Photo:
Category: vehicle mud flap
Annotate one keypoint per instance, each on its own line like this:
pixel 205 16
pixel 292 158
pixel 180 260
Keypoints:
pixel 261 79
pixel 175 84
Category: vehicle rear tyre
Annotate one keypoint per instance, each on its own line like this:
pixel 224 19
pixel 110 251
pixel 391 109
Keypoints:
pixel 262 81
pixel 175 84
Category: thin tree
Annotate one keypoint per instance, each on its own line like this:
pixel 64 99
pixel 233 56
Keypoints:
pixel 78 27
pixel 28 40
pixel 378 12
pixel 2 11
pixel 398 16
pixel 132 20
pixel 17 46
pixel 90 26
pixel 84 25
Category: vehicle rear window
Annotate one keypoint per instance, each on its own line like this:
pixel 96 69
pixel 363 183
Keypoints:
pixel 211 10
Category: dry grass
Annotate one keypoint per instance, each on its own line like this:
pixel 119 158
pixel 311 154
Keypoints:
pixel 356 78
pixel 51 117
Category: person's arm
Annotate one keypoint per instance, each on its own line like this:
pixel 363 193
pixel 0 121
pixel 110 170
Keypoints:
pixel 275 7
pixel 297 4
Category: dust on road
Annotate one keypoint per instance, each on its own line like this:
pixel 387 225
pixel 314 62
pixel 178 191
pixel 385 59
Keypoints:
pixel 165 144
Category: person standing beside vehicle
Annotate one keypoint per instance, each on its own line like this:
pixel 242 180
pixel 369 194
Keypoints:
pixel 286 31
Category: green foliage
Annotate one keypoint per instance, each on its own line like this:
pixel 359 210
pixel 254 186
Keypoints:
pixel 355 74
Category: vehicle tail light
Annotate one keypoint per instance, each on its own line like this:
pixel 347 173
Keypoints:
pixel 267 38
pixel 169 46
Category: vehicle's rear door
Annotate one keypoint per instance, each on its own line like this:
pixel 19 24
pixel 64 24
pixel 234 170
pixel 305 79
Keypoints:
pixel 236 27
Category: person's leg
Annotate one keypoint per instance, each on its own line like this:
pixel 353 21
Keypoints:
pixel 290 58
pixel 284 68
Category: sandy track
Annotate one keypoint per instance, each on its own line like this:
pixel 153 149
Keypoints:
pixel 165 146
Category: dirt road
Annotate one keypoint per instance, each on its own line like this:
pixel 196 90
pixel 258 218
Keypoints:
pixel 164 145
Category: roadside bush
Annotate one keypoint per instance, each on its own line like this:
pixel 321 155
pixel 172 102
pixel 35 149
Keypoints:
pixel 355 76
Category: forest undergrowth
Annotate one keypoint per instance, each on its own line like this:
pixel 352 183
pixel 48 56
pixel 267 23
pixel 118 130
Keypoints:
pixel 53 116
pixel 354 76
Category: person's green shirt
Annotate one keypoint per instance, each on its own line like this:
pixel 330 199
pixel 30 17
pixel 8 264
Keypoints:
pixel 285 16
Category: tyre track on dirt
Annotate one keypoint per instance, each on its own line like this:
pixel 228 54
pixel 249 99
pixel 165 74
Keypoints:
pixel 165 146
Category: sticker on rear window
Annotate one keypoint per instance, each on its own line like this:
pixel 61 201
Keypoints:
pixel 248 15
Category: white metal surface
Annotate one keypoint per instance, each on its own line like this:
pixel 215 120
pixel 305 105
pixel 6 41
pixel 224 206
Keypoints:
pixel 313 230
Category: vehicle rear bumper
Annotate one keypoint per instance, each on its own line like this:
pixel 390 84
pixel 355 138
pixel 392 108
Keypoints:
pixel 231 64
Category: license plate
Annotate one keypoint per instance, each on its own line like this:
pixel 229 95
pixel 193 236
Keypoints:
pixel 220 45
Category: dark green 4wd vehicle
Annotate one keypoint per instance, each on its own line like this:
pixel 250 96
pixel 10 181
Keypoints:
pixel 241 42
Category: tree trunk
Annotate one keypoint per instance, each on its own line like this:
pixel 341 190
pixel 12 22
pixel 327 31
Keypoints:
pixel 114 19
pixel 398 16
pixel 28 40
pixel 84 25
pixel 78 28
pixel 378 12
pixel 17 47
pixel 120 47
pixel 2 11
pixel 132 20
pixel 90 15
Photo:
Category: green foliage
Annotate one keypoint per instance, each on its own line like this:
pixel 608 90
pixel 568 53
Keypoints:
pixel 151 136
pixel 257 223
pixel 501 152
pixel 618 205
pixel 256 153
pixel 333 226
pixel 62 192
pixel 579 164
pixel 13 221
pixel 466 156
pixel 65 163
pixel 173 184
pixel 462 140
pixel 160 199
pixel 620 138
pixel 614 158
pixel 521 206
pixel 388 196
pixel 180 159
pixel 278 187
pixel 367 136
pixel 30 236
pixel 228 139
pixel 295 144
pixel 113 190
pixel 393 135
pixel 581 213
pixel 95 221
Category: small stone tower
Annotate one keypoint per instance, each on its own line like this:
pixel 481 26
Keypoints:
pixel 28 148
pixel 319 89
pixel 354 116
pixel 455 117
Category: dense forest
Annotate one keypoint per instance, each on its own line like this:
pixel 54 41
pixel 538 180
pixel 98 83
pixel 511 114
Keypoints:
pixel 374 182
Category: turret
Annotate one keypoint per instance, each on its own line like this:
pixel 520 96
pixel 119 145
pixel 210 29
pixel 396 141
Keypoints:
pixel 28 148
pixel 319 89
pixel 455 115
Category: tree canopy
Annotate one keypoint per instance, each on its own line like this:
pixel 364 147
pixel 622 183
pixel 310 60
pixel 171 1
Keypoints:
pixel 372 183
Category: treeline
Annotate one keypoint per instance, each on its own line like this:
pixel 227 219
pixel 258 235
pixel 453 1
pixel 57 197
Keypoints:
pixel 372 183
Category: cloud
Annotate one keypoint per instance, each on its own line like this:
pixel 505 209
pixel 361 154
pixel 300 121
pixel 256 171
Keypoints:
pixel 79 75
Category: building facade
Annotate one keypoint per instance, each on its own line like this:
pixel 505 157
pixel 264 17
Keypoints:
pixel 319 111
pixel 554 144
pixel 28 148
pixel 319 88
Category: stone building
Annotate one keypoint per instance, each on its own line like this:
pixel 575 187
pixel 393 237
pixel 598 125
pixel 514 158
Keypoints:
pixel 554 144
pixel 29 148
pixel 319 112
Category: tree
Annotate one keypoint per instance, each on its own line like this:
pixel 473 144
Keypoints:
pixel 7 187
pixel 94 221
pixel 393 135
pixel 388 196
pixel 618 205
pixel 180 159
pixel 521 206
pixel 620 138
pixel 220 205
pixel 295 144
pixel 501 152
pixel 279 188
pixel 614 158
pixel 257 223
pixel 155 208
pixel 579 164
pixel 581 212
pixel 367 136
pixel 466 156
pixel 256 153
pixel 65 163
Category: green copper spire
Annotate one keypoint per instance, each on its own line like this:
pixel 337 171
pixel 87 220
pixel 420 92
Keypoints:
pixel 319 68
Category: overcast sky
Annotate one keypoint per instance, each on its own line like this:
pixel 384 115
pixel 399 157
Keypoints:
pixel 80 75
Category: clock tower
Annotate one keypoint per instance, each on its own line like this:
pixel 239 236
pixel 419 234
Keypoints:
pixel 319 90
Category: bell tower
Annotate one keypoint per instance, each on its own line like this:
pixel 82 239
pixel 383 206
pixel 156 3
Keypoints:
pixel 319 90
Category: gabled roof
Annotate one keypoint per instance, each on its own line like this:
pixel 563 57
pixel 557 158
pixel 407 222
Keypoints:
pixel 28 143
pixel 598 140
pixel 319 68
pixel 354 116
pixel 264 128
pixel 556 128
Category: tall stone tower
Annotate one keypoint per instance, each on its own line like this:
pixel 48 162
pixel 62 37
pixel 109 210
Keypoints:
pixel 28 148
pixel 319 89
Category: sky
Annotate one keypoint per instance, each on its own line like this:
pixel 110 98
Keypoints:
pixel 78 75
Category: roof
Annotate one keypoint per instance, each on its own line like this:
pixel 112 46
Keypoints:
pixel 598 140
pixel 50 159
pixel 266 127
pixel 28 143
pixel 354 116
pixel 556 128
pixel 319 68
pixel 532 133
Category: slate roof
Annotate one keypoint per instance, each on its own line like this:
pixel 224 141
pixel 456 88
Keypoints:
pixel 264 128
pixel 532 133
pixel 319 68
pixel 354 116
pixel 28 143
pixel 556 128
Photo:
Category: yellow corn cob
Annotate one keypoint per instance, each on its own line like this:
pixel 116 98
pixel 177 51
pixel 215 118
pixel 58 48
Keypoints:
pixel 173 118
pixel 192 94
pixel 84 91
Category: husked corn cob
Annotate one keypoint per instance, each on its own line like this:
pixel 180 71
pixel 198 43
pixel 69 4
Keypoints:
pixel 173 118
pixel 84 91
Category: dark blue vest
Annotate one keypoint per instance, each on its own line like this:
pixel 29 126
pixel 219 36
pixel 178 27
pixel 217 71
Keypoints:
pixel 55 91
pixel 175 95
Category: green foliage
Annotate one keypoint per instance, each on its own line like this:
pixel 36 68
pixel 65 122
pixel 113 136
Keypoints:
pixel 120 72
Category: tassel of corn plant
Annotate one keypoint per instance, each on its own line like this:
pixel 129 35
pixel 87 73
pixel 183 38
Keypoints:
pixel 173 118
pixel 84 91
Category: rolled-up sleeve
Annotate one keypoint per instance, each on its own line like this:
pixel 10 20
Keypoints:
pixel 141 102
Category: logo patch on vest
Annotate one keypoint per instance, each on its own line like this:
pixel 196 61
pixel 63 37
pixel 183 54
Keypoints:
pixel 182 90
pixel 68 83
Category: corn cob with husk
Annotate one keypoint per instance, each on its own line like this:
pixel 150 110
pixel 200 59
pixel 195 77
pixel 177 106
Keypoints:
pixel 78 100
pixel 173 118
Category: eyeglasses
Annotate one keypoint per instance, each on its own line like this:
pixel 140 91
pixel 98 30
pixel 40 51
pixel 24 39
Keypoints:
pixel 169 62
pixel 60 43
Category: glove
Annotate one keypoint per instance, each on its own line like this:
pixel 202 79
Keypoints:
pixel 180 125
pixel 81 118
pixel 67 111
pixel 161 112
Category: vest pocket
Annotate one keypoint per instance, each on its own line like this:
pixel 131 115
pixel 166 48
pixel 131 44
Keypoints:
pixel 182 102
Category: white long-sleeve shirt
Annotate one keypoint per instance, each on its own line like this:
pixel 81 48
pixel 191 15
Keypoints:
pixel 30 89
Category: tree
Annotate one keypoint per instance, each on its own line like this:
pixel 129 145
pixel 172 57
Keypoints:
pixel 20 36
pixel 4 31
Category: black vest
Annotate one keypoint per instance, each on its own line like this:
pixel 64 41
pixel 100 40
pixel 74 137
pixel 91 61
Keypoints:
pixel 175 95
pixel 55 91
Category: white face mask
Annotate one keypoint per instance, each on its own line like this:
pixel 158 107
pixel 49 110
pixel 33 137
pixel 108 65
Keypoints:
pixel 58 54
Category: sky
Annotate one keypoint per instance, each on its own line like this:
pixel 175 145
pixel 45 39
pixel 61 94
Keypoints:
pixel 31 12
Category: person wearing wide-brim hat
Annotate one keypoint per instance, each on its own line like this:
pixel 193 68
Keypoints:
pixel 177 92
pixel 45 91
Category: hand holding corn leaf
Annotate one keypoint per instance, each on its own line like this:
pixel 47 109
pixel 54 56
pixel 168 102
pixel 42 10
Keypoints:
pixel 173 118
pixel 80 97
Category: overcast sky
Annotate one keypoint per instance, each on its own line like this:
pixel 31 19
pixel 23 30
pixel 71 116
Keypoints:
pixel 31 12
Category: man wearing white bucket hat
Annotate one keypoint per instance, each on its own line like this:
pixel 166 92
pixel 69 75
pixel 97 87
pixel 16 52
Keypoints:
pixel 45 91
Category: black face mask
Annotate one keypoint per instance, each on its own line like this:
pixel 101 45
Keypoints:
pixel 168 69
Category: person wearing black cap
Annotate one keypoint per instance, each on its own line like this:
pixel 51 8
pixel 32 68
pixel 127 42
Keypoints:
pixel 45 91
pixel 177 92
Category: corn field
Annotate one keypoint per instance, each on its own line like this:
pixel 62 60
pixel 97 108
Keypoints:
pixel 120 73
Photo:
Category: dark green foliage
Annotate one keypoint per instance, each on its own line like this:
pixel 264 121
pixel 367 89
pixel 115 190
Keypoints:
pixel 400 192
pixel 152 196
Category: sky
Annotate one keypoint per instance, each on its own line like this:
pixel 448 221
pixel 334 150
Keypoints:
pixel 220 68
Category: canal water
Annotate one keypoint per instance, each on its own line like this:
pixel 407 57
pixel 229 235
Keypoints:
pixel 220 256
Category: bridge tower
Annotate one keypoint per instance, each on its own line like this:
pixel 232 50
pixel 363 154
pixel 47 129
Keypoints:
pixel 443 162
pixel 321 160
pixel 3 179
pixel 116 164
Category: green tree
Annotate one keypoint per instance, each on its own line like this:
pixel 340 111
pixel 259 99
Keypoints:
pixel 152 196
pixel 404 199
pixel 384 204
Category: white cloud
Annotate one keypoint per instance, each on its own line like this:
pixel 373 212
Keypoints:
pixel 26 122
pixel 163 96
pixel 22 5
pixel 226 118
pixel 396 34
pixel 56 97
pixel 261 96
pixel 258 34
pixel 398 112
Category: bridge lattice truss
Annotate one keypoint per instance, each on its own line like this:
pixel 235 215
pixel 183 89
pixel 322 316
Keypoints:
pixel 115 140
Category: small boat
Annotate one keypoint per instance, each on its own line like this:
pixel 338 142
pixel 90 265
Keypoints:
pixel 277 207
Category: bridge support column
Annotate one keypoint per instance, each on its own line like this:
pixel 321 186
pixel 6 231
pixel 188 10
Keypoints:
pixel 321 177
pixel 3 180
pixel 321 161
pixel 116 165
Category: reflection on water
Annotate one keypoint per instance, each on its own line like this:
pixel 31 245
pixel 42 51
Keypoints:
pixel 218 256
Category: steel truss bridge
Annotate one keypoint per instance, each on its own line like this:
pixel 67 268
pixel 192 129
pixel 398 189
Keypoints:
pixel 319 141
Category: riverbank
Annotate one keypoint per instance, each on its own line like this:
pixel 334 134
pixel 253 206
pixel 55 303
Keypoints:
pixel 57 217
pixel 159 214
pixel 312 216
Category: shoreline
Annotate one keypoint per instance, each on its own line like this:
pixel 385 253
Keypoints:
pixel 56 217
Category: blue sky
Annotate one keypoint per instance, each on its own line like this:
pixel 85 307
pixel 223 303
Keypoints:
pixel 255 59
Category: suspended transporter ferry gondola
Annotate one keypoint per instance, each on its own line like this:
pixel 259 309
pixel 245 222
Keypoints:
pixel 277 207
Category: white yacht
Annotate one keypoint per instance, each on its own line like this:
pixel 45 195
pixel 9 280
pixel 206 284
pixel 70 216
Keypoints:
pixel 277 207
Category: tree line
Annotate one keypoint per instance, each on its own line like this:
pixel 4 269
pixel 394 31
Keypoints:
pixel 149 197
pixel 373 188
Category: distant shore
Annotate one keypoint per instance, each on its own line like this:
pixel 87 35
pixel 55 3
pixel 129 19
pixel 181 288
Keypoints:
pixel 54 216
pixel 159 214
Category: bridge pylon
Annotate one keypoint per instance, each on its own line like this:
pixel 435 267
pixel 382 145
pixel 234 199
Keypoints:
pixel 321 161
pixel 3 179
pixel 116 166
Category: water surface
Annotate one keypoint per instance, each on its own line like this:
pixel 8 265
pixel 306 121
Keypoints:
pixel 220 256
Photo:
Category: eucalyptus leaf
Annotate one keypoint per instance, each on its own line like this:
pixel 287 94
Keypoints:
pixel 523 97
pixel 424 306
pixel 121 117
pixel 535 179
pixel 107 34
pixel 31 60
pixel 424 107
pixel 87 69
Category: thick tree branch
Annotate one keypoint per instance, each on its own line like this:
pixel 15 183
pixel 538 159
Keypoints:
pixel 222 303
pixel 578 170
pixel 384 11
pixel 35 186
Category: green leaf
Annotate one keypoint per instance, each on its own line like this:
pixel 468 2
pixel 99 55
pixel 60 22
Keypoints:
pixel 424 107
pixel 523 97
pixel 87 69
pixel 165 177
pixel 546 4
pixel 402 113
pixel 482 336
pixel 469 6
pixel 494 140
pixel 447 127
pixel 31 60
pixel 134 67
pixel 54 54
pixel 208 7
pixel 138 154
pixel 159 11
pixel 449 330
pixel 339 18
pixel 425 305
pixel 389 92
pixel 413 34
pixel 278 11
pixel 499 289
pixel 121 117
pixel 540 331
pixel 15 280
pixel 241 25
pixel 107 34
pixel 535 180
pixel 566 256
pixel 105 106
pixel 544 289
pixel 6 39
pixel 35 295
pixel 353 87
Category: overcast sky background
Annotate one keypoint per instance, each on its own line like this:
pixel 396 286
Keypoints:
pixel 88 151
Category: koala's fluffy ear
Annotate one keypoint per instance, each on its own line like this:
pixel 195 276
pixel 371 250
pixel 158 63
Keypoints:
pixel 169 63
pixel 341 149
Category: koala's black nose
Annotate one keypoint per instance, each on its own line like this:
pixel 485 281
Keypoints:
────────────────────
PROBLEM DESCRIPTION → In the listing above, find the line containing "Category: white face mask" and the line containing "Category: man wearing white bucket hat", then repeat those two lines and everything between them exactly.

ANSWER TO THIS TASK →
Category: white face mask
Annotate one keypoint per instance, each on its own line like this:
pixel 158 107
pixel 49 110
pixel 33 137
pixel 108 65
Keypoints:
pixel 58 54
Category: sky
Annotate one keypoint per instance, each on its own line like this:
pixel 175 145
pixel 45 39
pixel 61 94
Keypoints:
pixel 31 12
Category: person wearing wide-brim hat
Annotate one keypoint per instance, each on its own line like this:
pixel 193 68
Keypoints:
pixel 177 92
pixel 45 91
Category: hand holding corn leaf
Annotate one keypoint per instance, each on its own line like this:
pixel 47 109
pixel 54 56
pixel 168 102
pixel 42 10
Keypoints:
pixel 173 118
pixel 80 97
Category: overcast sky
Annotate one keypoint per instance, each on its own line like this:
pixel 31 19
pixel 23 30
pixel 71 116
Keypoints:
pixel 31 12
Category: man wearing white bucket hat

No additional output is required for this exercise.